From the line with "For a UI automation task, identify the carriage" through the final line of the entries below, write out each line exactly and nothing else.

Given data »
*** Begin section ***
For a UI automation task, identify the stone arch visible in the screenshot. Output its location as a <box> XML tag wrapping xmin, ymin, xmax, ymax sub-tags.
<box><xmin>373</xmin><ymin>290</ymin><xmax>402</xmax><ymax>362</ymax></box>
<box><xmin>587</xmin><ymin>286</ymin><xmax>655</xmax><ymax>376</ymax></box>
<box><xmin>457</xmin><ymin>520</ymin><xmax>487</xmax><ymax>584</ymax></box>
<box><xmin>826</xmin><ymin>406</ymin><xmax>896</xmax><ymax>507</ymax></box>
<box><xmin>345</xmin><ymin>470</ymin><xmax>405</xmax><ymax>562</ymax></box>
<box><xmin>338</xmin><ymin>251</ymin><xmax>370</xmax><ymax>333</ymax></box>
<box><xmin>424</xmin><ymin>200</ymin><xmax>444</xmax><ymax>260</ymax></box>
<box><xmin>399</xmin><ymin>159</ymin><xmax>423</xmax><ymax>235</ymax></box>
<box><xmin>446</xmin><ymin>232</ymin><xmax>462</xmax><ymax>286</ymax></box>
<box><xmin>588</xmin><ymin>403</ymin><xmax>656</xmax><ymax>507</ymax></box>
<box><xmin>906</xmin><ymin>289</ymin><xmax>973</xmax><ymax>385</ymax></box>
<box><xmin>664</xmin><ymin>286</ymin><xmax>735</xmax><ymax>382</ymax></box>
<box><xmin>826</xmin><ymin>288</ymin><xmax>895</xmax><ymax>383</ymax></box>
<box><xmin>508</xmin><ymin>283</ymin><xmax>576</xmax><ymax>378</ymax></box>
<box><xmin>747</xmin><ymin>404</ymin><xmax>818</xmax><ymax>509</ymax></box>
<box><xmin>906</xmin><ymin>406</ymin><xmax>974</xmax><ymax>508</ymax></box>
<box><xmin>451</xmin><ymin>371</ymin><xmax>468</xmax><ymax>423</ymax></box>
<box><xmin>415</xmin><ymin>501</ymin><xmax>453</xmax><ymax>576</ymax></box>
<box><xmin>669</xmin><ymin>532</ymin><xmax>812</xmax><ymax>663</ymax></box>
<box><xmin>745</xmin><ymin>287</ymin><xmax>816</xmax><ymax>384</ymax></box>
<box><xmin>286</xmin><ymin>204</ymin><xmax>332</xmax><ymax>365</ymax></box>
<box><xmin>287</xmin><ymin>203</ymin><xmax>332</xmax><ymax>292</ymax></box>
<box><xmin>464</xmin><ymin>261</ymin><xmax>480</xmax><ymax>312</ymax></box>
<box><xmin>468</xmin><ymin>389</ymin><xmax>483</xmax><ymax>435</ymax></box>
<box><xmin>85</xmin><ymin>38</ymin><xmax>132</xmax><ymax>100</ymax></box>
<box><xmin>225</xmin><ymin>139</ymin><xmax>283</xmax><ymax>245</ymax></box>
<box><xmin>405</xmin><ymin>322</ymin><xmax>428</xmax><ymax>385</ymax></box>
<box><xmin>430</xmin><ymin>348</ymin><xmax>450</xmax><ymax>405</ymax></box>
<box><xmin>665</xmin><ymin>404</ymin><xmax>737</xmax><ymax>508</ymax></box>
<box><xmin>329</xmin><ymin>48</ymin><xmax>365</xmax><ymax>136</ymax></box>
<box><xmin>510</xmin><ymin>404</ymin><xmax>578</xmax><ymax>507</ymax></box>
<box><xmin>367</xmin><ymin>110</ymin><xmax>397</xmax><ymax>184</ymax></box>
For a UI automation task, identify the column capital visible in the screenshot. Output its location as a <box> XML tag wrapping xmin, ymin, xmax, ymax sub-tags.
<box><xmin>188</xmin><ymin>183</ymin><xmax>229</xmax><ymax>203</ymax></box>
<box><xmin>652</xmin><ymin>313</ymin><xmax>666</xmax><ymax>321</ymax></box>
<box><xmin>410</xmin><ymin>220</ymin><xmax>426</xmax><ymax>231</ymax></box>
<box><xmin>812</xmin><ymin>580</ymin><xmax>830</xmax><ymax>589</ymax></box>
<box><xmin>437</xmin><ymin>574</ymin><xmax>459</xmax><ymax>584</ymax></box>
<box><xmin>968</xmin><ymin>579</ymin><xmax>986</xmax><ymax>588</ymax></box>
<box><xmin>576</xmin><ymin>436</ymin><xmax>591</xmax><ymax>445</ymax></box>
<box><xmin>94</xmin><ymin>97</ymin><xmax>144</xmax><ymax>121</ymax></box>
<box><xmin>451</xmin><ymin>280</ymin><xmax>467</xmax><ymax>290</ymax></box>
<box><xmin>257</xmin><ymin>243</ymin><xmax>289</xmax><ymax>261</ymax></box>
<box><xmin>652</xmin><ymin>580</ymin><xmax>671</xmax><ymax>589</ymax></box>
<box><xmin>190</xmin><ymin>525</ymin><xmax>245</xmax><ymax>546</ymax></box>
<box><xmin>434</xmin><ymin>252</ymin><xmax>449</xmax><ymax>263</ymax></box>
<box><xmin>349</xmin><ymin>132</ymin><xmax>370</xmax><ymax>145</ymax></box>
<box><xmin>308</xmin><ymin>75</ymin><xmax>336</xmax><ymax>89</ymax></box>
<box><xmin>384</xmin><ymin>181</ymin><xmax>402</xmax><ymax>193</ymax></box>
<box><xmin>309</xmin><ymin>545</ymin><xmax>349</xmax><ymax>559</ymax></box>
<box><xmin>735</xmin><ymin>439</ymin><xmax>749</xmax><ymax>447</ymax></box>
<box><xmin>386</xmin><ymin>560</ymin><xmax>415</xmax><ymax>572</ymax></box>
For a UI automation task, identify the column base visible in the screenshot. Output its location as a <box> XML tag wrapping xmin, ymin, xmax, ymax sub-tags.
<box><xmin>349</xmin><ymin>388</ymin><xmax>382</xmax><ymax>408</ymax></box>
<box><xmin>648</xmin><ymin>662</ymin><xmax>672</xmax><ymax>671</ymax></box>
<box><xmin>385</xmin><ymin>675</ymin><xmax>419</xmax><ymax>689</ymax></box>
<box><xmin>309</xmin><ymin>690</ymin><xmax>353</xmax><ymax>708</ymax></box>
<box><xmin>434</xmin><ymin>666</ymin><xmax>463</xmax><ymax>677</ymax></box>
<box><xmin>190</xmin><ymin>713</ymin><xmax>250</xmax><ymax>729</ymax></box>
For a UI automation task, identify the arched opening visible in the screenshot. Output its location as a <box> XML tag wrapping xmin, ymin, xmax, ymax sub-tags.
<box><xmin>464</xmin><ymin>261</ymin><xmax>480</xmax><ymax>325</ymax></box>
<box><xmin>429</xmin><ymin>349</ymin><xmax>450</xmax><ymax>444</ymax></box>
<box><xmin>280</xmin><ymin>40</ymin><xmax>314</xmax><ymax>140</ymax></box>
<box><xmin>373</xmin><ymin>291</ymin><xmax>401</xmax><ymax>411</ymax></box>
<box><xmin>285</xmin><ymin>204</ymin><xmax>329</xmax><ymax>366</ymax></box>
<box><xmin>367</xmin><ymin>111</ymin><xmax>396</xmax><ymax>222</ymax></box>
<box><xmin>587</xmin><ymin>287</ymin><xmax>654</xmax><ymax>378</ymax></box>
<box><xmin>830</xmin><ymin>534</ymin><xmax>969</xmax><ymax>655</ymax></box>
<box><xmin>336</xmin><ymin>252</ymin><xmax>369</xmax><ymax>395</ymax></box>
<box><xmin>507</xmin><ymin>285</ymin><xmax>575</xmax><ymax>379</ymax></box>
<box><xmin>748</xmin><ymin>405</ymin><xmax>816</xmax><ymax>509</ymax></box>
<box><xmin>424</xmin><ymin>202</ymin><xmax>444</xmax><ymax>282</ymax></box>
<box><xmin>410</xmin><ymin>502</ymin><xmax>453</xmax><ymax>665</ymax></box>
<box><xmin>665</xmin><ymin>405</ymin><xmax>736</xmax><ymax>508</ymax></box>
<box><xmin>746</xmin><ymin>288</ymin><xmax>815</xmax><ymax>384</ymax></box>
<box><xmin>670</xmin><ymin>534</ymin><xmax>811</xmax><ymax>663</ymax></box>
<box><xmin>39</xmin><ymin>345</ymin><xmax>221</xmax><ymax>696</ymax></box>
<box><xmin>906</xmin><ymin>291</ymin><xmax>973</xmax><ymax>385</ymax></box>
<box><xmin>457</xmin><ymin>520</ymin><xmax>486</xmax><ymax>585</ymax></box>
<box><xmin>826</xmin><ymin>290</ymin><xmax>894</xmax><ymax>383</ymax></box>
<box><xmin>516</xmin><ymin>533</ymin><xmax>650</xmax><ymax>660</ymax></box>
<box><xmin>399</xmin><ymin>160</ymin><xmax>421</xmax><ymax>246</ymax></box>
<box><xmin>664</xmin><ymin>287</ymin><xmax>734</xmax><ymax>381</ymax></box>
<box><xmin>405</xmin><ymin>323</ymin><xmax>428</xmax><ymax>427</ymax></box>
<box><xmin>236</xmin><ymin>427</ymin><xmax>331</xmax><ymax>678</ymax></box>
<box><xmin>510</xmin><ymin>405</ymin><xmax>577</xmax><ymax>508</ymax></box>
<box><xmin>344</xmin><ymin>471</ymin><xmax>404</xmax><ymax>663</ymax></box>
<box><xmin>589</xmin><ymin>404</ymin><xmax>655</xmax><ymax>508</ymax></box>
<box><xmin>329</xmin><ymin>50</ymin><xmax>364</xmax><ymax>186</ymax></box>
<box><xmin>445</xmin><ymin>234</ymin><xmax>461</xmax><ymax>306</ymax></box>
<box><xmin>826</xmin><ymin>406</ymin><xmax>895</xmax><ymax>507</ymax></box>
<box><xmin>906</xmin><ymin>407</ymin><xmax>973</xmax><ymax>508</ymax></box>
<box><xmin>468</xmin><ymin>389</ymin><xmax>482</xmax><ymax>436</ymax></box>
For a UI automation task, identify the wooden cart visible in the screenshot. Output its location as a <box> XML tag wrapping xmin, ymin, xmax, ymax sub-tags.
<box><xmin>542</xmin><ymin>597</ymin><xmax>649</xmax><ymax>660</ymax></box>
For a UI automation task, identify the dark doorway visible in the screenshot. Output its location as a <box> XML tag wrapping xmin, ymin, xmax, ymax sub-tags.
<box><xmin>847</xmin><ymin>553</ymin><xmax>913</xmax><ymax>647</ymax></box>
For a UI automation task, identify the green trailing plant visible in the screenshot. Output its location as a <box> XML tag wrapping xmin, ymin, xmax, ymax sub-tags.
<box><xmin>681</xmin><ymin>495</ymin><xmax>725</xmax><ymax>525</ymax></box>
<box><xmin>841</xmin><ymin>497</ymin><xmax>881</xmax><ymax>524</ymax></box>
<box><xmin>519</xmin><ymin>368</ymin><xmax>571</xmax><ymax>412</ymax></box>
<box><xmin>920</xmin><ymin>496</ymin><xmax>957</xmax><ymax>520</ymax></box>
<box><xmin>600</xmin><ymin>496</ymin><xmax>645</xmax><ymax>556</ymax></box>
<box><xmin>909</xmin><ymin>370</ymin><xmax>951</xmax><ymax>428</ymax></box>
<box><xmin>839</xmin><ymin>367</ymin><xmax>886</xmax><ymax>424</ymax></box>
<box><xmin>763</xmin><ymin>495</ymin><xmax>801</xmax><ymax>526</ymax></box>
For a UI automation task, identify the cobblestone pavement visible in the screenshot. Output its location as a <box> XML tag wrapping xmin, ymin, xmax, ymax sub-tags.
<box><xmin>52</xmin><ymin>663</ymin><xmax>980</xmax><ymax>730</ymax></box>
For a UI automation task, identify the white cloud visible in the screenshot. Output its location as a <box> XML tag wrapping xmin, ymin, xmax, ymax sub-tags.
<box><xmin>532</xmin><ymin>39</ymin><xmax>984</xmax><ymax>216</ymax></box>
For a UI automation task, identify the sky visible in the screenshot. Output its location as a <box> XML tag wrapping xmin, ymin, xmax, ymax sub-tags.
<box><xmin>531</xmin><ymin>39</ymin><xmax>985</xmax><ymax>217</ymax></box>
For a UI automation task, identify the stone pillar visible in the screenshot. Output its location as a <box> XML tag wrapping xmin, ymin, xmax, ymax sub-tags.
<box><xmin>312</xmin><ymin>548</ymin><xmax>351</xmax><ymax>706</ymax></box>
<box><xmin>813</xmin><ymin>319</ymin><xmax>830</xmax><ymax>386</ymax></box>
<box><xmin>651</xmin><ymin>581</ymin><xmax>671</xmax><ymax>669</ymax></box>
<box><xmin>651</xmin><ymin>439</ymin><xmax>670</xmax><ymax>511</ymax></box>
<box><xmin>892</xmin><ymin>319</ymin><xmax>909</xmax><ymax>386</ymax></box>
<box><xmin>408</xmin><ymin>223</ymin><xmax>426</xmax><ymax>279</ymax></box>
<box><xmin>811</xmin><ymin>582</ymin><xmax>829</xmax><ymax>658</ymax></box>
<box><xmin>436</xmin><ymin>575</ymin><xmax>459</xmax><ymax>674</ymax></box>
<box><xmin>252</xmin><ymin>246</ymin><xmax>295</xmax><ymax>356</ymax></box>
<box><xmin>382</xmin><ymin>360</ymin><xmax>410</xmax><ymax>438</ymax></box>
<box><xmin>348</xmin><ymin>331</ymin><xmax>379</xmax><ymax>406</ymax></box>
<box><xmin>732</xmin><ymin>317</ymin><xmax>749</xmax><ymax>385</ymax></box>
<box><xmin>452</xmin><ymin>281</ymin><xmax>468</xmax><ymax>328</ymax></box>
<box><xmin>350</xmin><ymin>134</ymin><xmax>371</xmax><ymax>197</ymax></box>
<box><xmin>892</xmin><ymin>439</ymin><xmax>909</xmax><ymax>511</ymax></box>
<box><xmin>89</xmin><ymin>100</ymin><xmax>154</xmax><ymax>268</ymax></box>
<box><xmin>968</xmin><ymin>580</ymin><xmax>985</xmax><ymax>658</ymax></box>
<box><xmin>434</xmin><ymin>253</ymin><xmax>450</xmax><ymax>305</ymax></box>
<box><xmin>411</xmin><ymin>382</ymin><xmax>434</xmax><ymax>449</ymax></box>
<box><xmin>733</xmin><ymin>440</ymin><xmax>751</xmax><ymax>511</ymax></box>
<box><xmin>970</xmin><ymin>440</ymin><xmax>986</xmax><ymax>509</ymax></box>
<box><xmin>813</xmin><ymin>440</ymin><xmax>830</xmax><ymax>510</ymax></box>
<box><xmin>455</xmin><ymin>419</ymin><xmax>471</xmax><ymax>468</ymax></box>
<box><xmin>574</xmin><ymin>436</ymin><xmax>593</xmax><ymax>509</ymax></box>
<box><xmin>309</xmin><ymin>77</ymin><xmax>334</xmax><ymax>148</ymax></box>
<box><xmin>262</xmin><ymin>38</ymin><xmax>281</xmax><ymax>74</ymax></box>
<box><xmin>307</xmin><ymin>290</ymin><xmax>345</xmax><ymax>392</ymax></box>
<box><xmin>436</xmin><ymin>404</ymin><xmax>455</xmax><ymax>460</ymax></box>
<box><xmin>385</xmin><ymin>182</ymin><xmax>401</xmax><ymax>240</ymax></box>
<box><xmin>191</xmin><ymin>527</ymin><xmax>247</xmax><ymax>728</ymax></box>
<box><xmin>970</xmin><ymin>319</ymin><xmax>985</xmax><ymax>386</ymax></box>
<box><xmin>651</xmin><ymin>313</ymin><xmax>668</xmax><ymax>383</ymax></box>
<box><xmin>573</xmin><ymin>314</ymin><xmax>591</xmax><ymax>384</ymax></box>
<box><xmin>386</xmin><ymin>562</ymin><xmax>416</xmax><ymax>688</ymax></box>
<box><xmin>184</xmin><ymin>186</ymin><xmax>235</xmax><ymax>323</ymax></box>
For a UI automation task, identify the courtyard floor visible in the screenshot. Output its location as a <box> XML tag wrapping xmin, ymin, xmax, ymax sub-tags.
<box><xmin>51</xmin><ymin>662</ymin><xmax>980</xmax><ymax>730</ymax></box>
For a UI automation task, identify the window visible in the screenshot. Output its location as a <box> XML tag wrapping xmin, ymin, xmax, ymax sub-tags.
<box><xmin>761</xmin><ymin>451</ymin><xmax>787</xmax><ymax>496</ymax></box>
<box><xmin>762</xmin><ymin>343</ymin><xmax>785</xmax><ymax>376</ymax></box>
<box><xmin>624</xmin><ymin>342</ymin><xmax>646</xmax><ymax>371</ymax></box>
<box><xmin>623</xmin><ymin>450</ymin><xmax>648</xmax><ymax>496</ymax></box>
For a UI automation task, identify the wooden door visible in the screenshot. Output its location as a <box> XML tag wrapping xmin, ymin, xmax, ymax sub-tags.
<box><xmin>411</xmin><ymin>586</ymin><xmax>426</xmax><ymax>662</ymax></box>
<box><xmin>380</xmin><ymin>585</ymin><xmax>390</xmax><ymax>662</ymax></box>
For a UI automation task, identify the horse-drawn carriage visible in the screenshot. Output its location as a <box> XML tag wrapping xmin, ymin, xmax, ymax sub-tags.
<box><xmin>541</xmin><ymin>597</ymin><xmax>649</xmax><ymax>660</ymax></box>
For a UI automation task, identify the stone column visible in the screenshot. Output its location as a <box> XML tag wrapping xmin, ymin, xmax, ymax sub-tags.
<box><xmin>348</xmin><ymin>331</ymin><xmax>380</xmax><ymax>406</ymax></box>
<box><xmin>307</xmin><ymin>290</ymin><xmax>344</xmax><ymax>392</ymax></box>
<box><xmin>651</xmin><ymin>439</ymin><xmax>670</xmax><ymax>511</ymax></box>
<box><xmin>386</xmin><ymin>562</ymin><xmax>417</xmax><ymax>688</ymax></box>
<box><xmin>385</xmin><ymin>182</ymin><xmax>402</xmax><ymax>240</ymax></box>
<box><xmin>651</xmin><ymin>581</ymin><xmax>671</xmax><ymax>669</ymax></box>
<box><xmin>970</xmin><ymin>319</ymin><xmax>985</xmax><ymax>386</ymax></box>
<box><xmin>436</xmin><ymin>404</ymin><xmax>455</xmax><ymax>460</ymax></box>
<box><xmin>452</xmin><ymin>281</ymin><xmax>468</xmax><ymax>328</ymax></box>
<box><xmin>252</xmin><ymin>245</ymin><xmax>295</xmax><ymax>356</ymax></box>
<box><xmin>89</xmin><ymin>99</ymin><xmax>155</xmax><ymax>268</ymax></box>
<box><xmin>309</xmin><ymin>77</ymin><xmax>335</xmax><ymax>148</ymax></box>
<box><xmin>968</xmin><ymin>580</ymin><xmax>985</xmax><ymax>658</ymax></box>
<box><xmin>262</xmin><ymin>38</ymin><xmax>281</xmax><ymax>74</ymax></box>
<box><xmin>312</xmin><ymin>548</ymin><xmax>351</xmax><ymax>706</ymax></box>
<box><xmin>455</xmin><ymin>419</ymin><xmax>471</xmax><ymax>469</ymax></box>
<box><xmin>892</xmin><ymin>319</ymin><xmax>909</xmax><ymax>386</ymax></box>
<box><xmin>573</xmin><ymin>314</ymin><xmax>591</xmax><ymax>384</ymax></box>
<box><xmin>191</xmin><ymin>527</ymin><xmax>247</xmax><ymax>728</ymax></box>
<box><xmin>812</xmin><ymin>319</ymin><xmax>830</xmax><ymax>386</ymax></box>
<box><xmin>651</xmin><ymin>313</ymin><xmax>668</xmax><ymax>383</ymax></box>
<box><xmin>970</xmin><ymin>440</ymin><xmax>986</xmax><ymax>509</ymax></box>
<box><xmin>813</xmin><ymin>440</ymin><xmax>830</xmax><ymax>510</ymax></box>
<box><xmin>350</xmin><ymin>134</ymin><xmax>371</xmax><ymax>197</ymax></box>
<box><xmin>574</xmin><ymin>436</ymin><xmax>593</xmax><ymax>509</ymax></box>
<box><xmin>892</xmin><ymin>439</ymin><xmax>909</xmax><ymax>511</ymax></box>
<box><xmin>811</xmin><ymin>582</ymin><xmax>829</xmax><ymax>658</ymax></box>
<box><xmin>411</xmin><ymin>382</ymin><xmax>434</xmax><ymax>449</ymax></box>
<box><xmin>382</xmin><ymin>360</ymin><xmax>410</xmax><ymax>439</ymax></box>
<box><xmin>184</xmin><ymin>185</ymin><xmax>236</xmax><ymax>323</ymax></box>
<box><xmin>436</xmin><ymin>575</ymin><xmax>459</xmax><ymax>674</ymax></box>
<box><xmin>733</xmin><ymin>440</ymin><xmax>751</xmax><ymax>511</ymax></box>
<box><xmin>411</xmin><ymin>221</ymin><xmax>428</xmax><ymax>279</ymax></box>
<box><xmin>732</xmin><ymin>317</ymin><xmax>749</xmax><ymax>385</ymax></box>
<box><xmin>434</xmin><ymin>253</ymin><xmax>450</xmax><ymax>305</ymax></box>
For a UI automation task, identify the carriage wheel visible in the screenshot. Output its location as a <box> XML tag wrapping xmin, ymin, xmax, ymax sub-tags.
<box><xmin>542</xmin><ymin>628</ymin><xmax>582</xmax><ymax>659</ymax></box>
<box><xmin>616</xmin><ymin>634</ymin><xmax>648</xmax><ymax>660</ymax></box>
*** End section ***
Your response »
For a UI automation task, identify the carriage wheel visible in the screenshot. Output its location as a <box> XML tag wrapping xmin, ymin, xmax, ymax sub-tags.
<box><xmin>542</xmin><ymin>628</ymin><xmax>582</xmax><ymax>659</ymax></box>
<box><xmin>616</xmin><ymin>634</ymin><xmax>648</xmax><ymax>660</ymax></box>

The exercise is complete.